**Excerpt to read**
Royal Navy Cruiser Classifications 1870s to World War One

HMS Aurora

HMS Aurora first-class cruiser (commons.wikimedia)

Understanding the history of warship classification can be a rather mind-boggling affair. The trouble is that after the 1850s time never stood still as far as the development of naval technology went. It was a time of leaps and bounds in terms of what new weapons and steam propulsion could achieve and this meant that what suited a specific type of ship in one decade no longer applied after the introduction of newer ships by the next decade. It didn’t help that on occasion the bureaucrats in the Admiralty liked to get a little creative with ships receiving designations such as “dispatch vessels” and “torpedo cruisers” whose roles weren’t as clear cut as their classification might imply.

The term “cruiser” itself was termed as a result of new technology creating new types of ships. Cruisers were effectively an amalgamation of two previous types; the steam corvette and the steam frigate. Cruisers in the Royal Navy were a classic example of this muddling over classifications and realizing this the Admiralty eventually settled on three distinct types of cruisers arranged in first, second and third classes. This was more than simply the Admiralty stretching its bureaucratic muscles. Having vessels fit in to categories helped identify the role in which it would be intended to carry out and thus determine the requirements to naval construction yards. Again this depended on what the designations represented at the time of design and it was not uncommon for vessels to be reclassified under a new classification as time went on. Nevertheless opinion still played a big part in determining what was what.


First-class Cruiser

HMS Orlando 1897 (commons.wikimedia)

HMS Orlando 1897 (commons.wikimedia)

The first-class cruiser represented the high end of the scale. These were the largest cruisers and were expected to operate in far off waters protecting the empire’s trade routes from commerce raiders, a role known as guerre de corse, and alternatively engage in the role itself when the opportunity presented itself. In terms of capability the first-class cruisers were second only to battleships.

Typically a first-class cruiser would have an armoured belt along the hull to protect from shells fired along the broadside and an armoured deck to protect from shells landing from above having been fired from a gun set to a high elevation. They would not generally be as well protected as a battleship however and the first-class cruiser would be expected to use speed and agility to escape the pursuit of a capital ship. That being said first-class cruisers would be expected to operate as part of the battlefleet providing support for the bigger guns of the battleships when the distance closed.

[Stored items]

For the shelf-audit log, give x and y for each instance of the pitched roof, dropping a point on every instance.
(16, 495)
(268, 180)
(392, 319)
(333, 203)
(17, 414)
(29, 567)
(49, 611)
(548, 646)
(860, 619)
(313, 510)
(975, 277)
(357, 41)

**To-do list**
a – Repeat word for word the part of the piece on Royal Navy cruiser classes starting at "Royal Navy Cruiser" and ending at "classification might imply.".
b – Write out the listing again, swapping "pitched roof" for "gabled roof" and leaving everything else unchanged.

**Solutions for each task**
a –
Royal Navy Cruiser Classifications 1870s to World War One

HMS Aurora

HMS Aurora first-class cruiser (commons.wikimedia)

Understanding the history of warship classification can be a rather mind-boggling affair. The trouble is that after the 1850s time never stood still as far as the development of naval technology went. It was a time of leaps and bounds in terms of what new weapons and steam propulsion could achieve and this meant that what suited a specific type of ship in one decade no longer applied after the introduction of newer ships by the next decade. It didn’t help that on occasion the bureaucrats in the Admiralty liked to get a little creative with ships receiving designations such as “dispatch vessels” and “torpedo cruisers” whose roles weren’t as clear cut as their classification might imply.

b –
For the shelf-audit log, give x and y for each instance of the gabled roof, dropping a point on every instance.
(16, 495)
(268, 180)
(392, 319)
(333, 203)
(17, 414)
(29, 567)
(49, 611)
(548, 646)
(860, 619)
(313, 510)
(975, 277)
(357, 41)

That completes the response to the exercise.